| GIVEN DATA |
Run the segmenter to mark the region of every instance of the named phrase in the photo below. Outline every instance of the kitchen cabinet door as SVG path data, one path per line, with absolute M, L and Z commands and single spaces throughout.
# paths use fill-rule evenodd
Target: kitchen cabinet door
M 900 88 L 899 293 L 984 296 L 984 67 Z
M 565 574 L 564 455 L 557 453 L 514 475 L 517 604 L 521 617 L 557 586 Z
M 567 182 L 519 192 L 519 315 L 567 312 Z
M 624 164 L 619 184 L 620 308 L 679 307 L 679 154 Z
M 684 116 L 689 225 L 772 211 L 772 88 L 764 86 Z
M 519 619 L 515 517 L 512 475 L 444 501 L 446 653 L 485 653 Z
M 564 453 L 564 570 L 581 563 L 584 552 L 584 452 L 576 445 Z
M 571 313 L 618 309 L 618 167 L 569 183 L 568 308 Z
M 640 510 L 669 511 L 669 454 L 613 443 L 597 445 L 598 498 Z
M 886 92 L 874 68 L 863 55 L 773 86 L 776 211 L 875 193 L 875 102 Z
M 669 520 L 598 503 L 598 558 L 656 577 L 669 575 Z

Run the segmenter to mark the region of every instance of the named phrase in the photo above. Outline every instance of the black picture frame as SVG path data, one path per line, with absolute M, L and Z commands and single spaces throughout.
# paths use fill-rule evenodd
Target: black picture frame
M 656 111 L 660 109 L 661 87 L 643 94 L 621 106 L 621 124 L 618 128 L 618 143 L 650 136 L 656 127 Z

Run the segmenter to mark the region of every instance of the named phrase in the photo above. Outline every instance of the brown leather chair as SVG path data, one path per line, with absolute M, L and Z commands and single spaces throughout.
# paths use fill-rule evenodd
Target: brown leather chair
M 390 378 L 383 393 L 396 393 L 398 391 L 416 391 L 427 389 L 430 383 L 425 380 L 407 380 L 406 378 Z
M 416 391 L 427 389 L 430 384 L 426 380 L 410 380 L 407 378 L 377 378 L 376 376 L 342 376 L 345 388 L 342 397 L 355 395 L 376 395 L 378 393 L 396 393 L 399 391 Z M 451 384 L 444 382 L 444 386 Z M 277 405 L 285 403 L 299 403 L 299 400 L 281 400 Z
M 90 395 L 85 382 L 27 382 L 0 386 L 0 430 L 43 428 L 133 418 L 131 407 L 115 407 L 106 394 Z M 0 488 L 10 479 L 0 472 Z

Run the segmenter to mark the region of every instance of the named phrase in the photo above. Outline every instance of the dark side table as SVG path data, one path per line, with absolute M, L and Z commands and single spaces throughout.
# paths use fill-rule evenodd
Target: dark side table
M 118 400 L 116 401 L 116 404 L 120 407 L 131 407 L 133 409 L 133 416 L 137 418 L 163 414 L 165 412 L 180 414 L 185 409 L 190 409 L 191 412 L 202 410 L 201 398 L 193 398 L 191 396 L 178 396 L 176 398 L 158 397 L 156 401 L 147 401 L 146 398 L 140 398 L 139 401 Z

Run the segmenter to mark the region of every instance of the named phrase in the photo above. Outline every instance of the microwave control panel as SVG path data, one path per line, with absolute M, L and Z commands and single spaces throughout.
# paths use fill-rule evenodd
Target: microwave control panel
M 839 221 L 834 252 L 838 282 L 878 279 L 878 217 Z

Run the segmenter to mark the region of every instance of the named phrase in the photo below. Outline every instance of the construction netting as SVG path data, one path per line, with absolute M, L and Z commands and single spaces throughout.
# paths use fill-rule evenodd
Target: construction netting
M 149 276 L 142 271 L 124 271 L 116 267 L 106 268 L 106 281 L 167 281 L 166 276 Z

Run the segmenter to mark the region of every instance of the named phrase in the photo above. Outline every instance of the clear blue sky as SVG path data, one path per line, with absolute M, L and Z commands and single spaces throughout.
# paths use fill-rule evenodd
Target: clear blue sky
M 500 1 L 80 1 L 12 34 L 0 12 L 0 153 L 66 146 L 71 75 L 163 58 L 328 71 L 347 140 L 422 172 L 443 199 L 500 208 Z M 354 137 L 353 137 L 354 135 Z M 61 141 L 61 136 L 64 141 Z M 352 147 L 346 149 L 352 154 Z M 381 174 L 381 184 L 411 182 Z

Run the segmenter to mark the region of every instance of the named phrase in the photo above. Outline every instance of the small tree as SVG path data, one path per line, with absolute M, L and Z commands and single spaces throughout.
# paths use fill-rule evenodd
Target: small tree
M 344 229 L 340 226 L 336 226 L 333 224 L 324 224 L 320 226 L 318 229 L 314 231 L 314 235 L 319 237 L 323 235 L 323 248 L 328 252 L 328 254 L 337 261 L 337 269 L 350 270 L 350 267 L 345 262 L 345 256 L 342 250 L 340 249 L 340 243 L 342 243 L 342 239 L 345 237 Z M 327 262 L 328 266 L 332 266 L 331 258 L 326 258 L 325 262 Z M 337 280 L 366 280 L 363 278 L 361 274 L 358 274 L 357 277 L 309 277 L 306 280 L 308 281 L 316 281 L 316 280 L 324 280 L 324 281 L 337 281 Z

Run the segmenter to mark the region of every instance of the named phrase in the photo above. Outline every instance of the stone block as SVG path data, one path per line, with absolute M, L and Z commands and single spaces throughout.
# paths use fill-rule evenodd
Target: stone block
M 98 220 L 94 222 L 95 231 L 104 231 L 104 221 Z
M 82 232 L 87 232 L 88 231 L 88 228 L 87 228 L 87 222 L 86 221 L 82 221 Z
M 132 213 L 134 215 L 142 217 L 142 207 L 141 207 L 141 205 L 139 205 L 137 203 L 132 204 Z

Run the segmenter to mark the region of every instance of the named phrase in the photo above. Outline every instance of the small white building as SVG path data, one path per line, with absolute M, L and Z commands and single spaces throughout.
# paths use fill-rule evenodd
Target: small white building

| REQUIREMENT |
Rewrite each of the rows above, changing "segmenter" to "outline tool" and leaving everything else unchanged.

| TASK OUTPUT |
Run the outline tool to mark the region of every instance of the named phrase in the photo below. Outline every instance of the kitchen cabinet door as SVG path data, one path per line, with absolute M, L and Z commands and single spaces throughout.
# paths use fill-rule evenodd
Target: kitchen cabinet door
M 900 88 L 899 293 L 984 296 L 984 67 Z
M 565 574 L 564 455 L 557 453 L 514 475 L 517 604 L 521 617 L 557 586 Z
M 567 182 L 519 192 L 519 315 L 567 312 Z
M 624 164 L 619 184 L 620 308 L 679 307 L 679 154 Z
M 684 116 L 689 225 L 772 211 L 772 88 L 764 86 Z
M 519 619 L 515 517 L 512 475 L 444 501 L 446 653 L 485 653 Z
M 564 453 L 564 570 L 581 563 L 584 552 L 584 452 L 576 445 Z
M 571 313 L 618 309 L 618 167 L 569 183 L 568 308 Z
M 640 510 L 669 511 L 669 454 L 613 443 L 597 445 L 598 498 Z
M 886 92 L 874 68 L 863 55 L 773 86 L 776 211 L 875 193 L 875 102 Z
M 669 520 L 598 503 L 598 558 L 656 577 L 669 575 Z

Run the outline tool to mark the region of every instance of the named phrase in the photo above. Outline every instance of the black picture frame as SVG path data, one path per line, with absolute M, L and Z commands and single spaces throughout.
# paths use fill-rule evenodd
Target: black picture frame
M 656 111 L 660 109 L 661 87 L 643 94 L 621 106 L 621 124 L 618 128 L 618 143 L 650 136 L 656 127 Z

Run the outline tool to mark the region of every instance of the named phrase in the photo above. Outline every instance of the brown leather chair as SVG path data, one path per line, with absolute M, L and Z commands and single spaces throughout.
# paths use fill-rule evenodd
Target: brown leather chair
M 390 378 L 383 393 L 396 393 L 398 391 L 416 391 L 427 389 L 430 383 L 425 380 L 407 380 L 406 378 Z
M 416 391 L 427 389 L 430 384 L 426 380 L 410 380 L 407 378 L 377 378 L 376 376 L 342 376 L 345 388 L 342 397 L 355 395 L 376 395 L 378 393 L 396 393 L 399 391 Z M 451 384 L 444 382 L 444 386 Z M 277 405 L 285 403 L 299 403 L 299 400 L 281 400 Z
M 90 395 L 85 382 L 27 382 L 0 386 L 0 430 L 43 428 L 133 418 L 131 407 L 115 407 L 106 394 Z M 0 488 L 10 479 L 0 472 Z

Run the outline tool to mark the region of every instance of the named phrase in the photo above. Outline every instance of the dark side table as SVG path data, one path per line, with absolute M, L and Z commands and single spaces throughout.
# paths use fill-rule evenodd
Target: dark side table
M 118 400 L 116 401 L 116 404 L 120 407 L 131 407 L 133 409 L 133 416 L 137 418 L 163 414 L 165 412 L 180 414 L 185 409 L 190 409 L 191 412 L 202 410 L 201 398 L 193 398 L 191 396 L 178 396 L 176 398 L 158 397 L 156 401 L 147 401 L 146 398 L 140 398 L 139 401 Z

Run the outline tool to mark the region of every instance of the named phrase in the photo above. Outline every instance of the microwave control panel as SVG path data, one path per line, with absolute M, L and Z commands and single spaces throughout.
# paths use fill-rule evenodd
Target: microwave control panel
M 839 221 L 834 252 L 838 282 L 878 279 L 878 217 Z

Run the outline tool to mark the region of every instance of the named phrase in the photo below. Outline every instance of the construction netting as SVG path data, one path per line, with absolute M, L and Z commands and single spaces throughout.
# paths use fill-rule evenodd
Target: construction netting
M 149 276 L 142 271 L 124 271 L 116 267 L 106 268 L 106 281 L 167 281 L 166 276 Z

Run the outline tool to mark the region of every instance of the named phrase in the photo above. Outline every instance of the clear blue sky as SVG path data, one path per line, with absolute M, L and Z commands and single spaces throughout.
# paths use fill-rule evenodd
Target: clear blue sky
M 500 1 L 80 1 L 12 34 L 0 12 L 0 153 L 66 146 L 71 75 L 163 58 L 328 71 L 347 140 L 422 172 L 443 199 L 500 208 Z M 354 137 L 353 137 L 354 135 Z M 61 141 L 61 136 L 64 141 Z M 352 147 L 346 149 L 352 154 Z M 381 174 L 381 184 L 411 182 Z

Run the outline tool to mark the region of every instance of the named phrase in the photo above. Outline every instance of the small tree as SVG path data, one path per line, with absolute M, L and Z commands and single spaces throughout.
# paths use fill-rule evenodd
Target: small tree
M 344 229 L 340 226 L 336 226 L 333 224 L 324 224 L 320 226 L 318 229 L 314 231 L 314 235 L 319 237 L 323 235 L 323 248 L 328 252 L 328 254 L 337 261 L 337 269 L 350 270 L 350 267 L 345 262 L 345 256 L 342 250 L 340 249 L 340 243 L 342 243 L 342 239 L 345 237 Z M 327 262 L 328 266 L 332 266 L 331 258 L 326 258 L 325 262 Z M 337 280 L 366 280 L 363 278 L 361 274 L 358 274 L 357 277 L 309 277 L 306 280 L 308 281 L 316 281 L 316 280 L 324 280 L 324 281 L 337 281 Z

Run the outline tool to mark the region of every instance of the named phrase in the photo above. Outline every instance of the stone block as SVG path data, one path per line, with absolute M, L and Z commands and single spaces throughout.
# paths use fill-rule evenodd
Target: stone block
M 98 220 L 94 222 L 95 231 L 104 231 L 104 221 Z
M 82 232 L 87 232 L 88 231 L 88 228 L 87 228 L 87 222 L 86 221 L 82 221 Z
M 132 213 L 134 215 L 142 217 L 142 207 L 141 207 L 141 205 L 139 205 L 137 203 L 132 204 Z

Run the outline tool to mark the region of every instance of the named phrase in the photo above. Outline every instance of the small white building as SVG path data, one path per line, with absolute M, L and Z commands and single spaces throughout.
# paths use fill-rule evenodd
Target: small white building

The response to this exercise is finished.